• [WHAT TO WORK ON]
A. From the join question thread, copy the passage between "table course" and "(currently empty)", inclusive, word for word.
B. In the join question thread, what does the quoted SELECT statement return under Postgres?

Обсуждение: Tricky join question
Hi all
I have a join problem that seems to be too difficult for me to solve:
I have:
table person
id integer,
name varchar(32)
data:
1,"Jack"
2,"Jill"
3,"Bob"
table course
id integer,
name varchar(32)
data:
1,"SQL Beginner"
2,"SQL Advanced"
table person_course
person_id number,
course_id number
data:
(currently empty)
Now, I would like to know for every person the courses they have taken.
In mysql, the following statement:
SELECT c.id, c.name, pc.person_id
FROM person as p
left outer join person_course as pc on p.id = pc.person_id
right outer join course as c on pc.course_id = c.id
where p.id = 2 order by 1;
will get me the following result:
+---+-----------------------------------------+----------+
| id| name | person_id|
+---+-----------------------------------------+----------+
| 1 | SQL Beginner | |
| 2 | SQL Advanced | |
+---+-----------------------------------------+----------+
Can I get Postgres to give me the same result somehow? The above
statement will return nothing at all under postgres.

• [RAW DATA]
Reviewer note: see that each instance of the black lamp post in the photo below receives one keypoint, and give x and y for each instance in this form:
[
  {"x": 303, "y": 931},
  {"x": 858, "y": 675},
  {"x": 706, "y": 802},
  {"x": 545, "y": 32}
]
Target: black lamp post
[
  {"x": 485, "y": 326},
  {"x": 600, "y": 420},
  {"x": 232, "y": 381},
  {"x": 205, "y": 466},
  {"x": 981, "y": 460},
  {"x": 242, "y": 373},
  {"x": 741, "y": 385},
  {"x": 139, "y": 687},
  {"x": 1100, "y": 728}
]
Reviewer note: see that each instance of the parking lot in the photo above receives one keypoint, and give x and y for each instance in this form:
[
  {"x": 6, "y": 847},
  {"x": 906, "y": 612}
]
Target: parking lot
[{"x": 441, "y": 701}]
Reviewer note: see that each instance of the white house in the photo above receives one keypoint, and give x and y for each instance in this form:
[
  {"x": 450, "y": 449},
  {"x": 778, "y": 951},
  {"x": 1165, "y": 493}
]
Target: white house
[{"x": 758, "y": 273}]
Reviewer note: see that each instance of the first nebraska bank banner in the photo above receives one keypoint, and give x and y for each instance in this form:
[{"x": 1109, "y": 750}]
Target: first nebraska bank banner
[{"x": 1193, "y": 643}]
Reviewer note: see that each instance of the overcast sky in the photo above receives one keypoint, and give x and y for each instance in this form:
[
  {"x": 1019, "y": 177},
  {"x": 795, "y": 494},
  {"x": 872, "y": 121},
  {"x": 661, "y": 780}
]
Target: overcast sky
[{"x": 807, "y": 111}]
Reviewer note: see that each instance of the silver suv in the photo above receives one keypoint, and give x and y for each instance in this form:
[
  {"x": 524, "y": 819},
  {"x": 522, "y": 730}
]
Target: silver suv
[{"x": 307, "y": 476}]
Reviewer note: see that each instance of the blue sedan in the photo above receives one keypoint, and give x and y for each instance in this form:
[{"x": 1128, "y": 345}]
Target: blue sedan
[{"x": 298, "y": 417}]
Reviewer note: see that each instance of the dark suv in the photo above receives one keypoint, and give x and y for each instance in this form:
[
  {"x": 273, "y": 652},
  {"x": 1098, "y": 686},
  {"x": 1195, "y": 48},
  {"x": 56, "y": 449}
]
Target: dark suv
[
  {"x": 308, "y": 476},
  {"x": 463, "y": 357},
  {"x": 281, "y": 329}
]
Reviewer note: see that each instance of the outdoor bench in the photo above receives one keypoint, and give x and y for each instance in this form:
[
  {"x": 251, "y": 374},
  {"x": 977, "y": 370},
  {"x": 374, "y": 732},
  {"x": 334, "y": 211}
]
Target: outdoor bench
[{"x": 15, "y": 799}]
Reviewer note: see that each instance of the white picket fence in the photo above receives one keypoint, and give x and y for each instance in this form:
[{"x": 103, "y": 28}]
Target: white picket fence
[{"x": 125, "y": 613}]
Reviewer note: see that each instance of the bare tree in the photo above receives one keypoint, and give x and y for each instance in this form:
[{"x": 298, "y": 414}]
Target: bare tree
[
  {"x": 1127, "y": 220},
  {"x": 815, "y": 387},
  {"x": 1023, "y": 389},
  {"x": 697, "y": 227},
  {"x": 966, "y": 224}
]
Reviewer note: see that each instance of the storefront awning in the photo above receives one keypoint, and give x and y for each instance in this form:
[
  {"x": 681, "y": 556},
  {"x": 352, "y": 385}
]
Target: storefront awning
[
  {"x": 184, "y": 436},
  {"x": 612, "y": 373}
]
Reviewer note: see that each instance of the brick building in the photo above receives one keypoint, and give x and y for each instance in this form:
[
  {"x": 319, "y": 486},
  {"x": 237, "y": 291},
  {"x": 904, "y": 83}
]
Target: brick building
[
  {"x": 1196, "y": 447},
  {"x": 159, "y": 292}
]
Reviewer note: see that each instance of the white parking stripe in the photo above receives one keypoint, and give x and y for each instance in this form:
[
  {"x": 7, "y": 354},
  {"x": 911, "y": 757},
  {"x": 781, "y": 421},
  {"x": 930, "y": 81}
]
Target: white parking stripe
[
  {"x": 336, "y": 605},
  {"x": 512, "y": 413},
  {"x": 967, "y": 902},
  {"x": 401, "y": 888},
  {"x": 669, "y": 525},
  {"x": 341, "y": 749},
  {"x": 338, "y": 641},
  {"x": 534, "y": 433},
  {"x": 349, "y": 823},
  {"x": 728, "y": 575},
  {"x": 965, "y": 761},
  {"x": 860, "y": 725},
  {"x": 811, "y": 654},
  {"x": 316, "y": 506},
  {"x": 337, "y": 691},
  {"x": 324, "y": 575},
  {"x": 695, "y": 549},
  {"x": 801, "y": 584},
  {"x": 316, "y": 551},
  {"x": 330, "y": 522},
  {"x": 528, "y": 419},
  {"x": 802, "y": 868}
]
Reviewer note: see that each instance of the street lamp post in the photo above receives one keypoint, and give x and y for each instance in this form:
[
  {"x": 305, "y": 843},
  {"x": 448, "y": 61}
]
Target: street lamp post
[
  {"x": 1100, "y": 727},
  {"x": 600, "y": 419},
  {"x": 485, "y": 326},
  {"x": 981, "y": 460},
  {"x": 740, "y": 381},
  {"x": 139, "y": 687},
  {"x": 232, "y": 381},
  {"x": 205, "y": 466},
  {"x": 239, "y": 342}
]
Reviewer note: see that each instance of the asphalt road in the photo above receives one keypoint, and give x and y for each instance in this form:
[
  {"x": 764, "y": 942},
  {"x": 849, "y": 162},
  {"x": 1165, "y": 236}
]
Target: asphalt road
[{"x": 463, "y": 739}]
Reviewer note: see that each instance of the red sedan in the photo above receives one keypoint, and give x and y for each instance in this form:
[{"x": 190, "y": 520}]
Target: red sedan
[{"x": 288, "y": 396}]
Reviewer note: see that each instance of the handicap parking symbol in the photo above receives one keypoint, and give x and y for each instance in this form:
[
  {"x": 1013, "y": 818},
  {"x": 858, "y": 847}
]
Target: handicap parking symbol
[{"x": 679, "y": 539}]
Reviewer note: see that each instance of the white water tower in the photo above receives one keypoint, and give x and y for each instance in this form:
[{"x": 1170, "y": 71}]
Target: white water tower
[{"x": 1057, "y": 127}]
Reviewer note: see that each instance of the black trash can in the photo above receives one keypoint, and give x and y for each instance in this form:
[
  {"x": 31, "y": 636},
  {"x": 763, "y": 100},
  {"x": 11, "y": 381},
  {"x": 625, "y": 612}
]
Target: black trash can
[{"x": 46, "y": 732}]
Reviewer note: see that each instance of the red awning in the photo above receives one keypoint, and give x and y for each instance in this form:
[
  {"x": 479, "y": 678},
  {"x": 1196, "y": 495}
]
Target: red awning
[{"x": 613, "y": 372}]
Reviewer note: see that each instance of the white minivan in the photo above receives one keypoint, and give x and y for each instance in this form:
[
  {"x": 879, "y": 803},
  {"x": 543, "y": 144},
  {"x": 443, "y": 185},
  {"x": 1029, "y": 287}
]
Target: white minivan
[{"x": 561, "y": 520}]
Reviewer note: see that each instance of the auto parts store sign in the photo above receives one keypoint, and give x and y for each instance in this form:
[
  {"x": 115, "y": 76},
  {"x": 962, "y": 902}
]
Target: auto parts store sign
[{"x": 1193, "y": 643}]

• [RESPONSES PER TASK]
A.
table course
id integer,
name varchar(32)
data:
1,"SQL Beginner"
2,"SQL Advanced"
table person_course
person_id number,
course_id number
data:
(currently empty)

B. Nothing at all.